Requirements: Reproduce the records below, starting at the first line and ending at the line that contains "x=61, y=523".

--

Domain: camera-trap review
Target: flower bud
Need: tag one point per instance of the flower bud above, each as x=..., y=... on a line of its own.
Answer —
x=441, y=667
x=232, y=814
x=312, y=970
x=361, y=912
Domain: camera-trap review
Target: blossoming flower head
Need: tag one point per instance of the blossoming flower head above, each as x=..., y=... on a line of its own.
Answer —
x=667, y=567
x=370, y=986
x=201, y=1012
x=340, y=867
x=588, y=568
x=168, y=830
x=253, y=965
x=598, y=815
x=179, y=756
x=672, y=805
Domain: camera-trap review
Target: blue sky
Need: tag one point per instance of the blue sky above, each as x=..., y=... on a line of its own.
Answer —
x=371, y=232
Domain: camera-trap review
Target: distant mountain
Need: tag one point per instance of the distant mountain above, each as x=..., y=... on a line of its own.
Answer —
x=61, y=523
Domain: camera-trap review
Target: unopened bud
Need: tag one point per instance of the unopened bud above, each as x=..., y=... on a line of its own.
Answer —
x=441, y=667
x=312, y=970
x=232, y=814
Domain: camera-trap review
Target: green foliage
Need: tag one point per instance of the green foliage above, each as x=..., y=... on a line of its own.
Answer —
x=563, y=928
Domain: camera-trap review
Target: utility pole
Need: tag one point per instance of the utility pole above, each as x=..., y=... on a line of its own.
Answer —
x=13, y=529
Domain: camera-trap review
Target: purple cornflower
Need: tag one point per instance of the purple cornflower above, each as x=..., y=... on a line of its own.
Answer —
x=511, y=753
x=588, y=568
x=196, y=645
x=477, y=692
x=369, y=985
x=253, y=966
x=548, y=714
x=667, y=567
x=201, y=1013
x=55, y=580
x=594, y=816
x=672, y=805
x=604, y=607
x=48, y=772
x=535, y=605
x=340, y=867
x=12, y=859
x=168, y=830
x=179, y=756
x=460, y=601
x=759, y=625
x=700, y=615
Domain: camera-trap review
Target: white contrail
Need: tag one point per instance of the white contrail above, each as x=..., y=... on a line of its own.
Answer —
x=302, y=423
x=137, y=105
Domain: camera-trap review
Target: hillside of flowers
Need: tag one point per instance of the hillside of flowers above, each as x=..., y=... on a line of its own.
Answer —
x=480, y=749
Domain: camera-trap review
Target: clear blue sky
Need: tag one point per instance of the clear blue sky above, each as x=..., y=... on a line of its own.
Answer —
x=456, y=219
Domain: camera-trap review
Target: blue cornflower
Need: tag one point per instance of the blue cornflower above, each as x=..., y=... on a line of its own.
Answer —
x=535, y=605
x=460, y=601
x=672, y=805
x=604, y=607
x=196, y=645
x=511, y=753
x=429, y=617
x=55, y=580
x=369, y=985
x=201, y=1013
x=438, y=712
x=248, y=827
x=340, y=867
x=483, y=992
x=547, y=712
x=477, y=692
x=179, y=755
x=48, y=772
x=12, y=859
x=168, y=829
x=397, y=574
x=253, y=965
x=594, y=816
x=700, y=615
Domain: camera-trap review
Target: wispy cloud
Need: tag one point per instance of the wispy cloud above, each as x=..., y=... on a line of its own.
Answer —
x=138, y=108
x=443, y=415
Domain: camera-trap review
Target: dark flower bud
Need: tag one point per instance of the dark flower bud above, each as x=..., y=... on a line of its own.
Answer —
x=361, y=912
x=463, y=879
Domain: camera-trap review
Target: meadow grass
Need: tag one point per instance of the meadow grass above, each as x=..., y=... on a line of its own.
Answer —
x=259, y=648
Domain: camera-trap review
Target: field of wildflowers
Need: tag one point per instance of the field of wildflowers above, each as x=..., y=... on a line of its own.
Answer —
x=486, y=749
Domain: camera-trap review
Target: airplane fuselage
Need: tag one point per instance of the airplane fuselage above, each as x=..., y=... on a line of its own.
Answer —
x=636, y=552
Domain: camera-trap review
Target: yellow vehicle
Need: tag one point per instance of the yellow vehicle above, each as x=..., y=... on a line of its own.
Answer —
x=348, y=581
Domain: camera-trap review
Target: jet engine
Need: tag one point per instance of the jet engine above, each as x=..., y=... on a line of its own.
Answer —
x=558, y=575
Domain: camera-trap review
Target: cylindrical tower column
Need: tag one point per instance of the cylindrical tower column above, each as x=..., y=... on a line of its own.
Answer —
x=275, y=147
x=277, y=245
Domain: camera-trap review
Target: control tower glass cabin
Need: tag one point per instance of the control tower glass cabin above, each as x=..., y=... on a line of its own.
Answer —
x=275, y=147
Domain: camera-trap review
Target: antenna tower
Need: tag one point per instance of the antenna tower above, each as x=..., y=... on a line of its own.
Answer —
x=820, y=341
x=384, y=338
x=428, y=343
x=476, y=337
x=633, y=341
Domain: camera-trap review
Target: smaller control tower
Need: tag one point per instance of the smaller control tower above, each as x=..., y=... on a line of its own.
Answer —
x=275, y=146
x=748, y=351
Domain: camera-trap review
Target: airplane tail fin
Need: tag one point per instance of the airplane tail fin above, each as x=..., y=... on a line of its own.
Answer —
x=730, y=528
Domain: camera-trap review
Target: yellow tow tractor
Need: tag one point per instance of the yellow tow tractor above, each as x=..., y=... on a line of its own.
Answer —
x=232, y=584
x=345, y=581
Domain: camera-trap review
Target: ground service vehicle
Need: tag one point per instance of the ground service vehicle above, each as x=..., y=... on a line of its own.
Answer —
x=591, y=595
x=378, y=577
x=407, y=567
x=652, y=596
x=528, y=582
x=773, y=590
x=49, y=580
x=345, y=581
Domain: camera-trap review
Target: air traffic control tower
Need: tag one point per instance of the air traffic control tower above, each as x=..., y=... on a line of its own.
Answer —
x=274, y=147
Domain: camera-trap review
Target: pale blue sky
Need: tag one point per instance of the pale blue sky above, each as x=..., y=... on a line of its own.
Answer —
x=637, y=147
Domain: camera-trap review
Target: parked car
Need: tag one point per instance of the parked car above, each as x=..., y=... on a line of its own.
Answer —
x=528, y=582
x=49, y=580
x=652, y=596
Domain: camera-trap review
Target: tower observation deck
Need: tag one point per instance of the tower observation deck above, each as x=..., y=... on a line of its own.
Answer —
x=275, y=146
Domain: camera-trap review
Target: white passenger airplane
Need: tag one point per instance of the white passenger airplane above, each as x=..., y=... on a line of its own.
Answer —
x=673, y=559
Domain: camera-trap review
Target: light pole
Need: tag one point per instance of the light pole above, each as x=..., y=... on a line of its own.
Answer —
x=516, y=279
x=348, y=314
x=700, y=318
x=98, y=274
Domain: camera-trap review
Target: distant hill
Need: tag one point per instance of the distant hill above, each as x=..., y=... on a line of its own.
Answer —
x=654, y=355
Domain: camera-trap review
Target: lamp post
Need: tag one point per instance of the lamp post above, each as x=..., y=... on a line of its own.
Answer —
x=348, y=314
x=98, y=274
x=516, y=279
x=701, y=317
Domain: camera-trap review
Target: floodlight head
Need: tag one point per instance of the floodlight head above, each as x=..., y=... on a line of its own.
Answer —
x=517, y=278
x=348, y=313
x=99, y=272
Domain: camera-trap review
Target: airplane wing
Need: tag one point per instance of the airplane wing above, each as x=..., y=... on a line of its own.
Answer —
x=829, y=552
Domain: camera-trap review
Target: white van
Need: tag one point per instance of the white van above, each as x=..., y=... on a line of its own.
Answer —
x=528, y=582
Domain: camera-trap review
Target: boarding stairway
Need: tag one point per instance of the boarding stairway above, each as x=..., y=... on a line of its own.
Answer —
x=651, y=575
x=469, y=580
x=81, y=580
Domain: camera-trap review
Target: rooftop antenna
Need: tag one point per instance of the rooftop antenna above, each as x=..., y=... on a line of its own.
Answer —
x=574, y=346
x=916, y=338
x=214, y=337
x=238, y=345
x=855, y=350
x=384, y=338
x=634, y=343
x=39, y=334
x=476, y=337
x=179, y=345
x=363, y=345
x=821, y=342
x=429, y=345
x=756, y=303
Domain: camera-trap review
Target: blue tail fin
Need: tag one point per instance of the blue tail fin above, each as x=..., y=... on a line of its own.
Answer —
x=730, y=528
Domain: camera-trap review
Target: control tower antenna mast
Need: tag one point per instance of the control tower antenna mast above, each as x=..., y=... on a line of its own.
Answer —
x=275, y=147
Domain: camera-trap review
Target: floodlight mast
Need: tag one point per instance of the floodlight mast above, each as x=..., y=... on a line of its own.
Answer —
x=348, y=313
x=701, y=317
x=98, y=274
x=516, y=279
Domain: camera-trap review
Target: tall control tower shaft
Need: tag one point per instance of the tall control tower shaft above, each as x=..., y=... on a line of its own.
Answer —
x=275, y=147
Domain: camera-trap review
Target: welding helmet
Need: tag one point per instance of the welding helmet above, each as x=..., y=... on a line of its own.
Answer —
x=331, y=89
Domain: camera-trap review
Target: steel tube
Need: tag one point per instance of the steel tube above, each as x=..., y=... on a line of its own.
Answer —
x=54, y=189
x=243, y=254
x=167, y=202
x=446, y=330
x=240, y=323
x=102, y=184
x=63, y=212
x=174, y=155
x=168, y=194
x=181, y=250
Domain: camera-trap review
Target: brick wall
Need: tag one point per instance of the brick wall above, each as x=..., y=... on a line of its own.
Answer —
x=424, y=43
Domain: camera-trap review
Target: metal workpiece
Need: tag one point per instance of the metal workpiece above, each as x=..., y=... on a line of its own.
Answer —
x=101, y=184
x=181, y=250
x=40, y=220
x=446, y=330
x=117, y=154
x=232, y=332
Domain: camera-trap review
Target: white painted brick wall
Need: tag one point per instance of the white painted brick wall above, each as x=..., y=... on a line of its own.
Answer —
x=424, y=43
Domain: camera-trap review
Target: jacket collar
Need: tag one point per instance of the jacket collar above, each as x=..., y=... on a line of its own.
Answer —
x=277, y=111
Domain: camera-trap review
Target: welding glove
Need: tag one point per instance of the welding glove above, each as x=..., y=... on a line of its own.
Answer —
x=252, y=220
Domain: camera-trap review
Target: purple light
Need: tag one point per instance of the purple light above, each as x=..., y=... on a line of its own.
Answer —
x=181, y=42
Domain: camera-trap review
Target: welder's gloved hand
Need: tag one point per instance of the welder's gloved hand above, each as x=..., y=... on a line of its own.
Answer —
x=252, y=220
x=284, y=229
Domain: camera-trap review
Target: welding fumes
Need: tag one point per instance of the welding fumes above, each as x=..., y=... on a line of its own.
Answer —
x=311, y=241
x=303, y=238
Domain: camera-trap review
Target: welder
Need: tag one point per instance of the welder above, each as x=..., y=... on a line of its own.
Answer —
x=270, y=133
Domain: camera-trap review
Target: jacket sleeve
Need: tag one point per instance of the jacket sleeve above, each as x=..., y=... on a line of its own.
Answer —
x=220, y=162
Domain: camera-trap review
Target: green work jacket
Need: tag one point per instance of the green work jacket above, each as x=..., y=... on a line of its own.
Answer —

--

The answer:
Domain: camera-trap review
Target: flower bud
Need: tag one point per instance of the flower bud above, each as x=..., y=... on a line of its own.
Answer —
x=441, y=667
x=232, y=814
x=312, y=970
x=361, y=912
Domain: camera-trap review
Target: blossoming flower head
Need: tag one point per instance of the blossoming flower head above, each as x=..., y=... on a line of its own.
Answer —
x=667, y=567
x=370, y=986
x=201, y=1012
x=340, y=867
x=588, y=568
x=168, y=830
x=253, y=965
x=598, y=815
x=179, y=756
x=672, y=805
Domain: camera-trap review
Target: blue sky
Need: tag one point per instance of the blue sky above, each as x=..., y=... on a line of its own.
Answer —
x=371, y=232
Domain: camera-trap review
Target: distant mountain
Need: tag one point per instance of the distant mountain above, each as x=..., y=... on a line of its own.
Answer —
x=61, y=523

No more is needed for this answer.